# [SOLVED] Custom Build Possible Overclock?



## Kord1988 (Jan 25, 2012)

I am considering an overclock on my PC that I am about to assemble. From you experiences do I have the needed components to possibly perform a successful overclock? If not what are some of the components that I may need? My Specs are listed below.

Specs:


*Intel Core i5-2500K Sandy Bridge 3.3GHz (3.7GHz Turbo Boost) LGA 1155 95W Quad-Core Desktop Processor Intel HD Graphics 3000 BX80623I52500K*


*ASRock Fatal1ty P67 Performance LGA 1155 Intel P67 SATA 6Gb/s USB 3.0 ATX Intel Motherboard*
*KINGWIN KX-1000 1000W ATX 12V v2.2, EPS 12V v2.91, and SSI EPS 12V v2.92 SLI Ready CrossFire Ready 80 PLUS BRONZE Certified Modular Active PFC Power Supply*
*COOLER MASTER Hyper N 520 RR-920-N520-GP 92mm Sleeve CPU Cooler*
*CORSAIR Vengeance 16GB (4 x 4GB) 240-Pin DDR3 SDRAM DDR3 1600 (PC3 12800) Desktop Memory Model CMZ16GX3M4A1600C9B*
*SAPPHIRE FleX 100314FLEX Radeon HD 6870 1GB 256-bit GDDR5 PCI Express 2.1 x16 HDCP Ready CrossFireX Support Video Card with Eyefinity*
*RAIDMAX Blade ATX-298WW Black / White Steel / Plastic ATX Mid Tower Computer Case*
*3 X 120mm Cooling Fans in Case (2 X* *COOLER MASTER R4-L2S-122B-GP 120mm 4 Blue LED**)(1 X 120 mm Raidmax Front Blue LED Fan)*
*Windows 7 Home Premium Service Pack 1 64 bit*
I still haven't completely finished building this machine yet, I would just like to know ahead of time what I need so I can go ahead and start obtaining the correct components. I am new at this, this will be my first build and any advice that you can give will be more than helpful.


----------



## greenbrucelee (Apr 24, 2007)

*Re: Custom Build Possible Overclock?*

do not attempt to overclock witha kingwin power supply. They are one of the worst makes of power supply out there and so are raidmax.

if you are going to overclock you will need a good quality power supply such as seasonic,xfx or corsair (not gs or cs series).

● **Problems and tasks**
**a.** From the overclocking thread above, quote the passage starting with "## greenbrucelee (Apr" and going on through "or cs series).".
**b.** Answer these from the overclocking thread above:
(i) Which CPU cooler is listed in the specs?
(ii) How much memory is listed in the specs, and in how many modules?
(iii) Which power supply makes does the reply recommend for overclocking?

● **Data**
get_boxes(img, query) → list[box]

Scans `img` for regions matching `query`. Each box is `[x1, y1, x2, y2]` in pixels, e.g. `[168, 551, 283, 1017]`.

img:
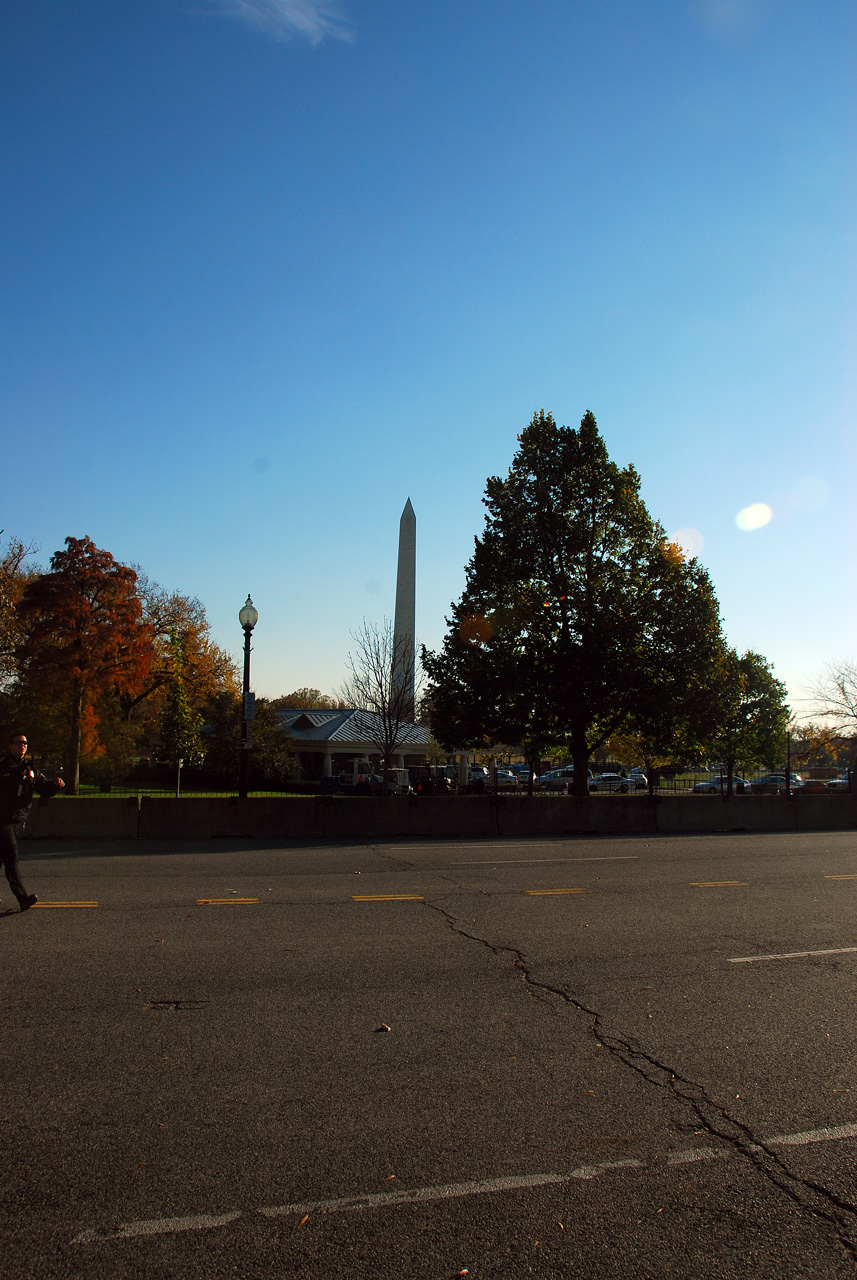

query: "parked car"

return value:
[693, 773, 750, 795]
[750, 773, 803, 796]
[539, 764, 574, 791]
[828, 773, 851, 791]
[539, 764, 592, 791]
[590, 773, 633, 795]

● **Expected results**
**a.**
## greenbrucelee (Apr 24, 2007)

*Re: Custom Build Possible Overclock?*

do not attempt to overclock witha kingwin power supply. They are one of the worst makes of power supply out there and so are raidmax.

if you are going to overclock you will need a good quality power supply such as seasonic,xfx or corsair (not gs or cs series).

**b.**
(i) The COOLER MASTER Hyper N 520 RR-920-N520-GP 92mm Sleeve CPU Cooler.
(ii) 16GB, in four 4GB modules.
(iii) Seasonic, XFX or Corsair, but not the Corsair GS or CS series.